Omitting the pictures, print every line below exactly as it stands.
==== Dataset entries
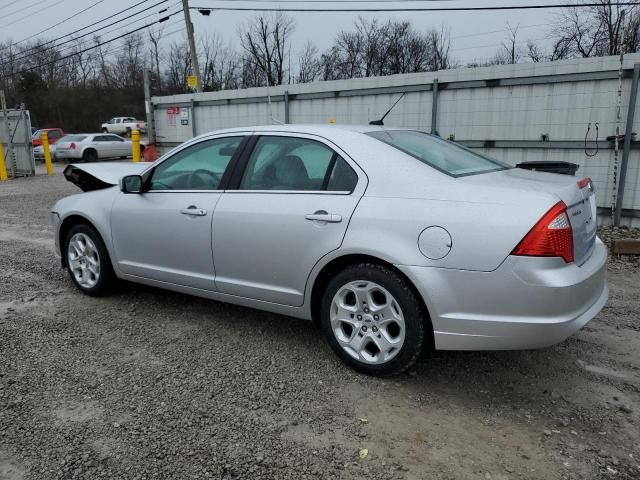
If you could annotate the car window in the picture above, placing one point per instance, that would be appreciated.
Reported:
(197, 167)
(291, 163)
(442, 155)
========
* **Output of the task**
If you could annotate the car window in the picture above, placing one point per instance, that would be appreciated.
Reported:
(197, 167)
(291, 163)
(442, 155)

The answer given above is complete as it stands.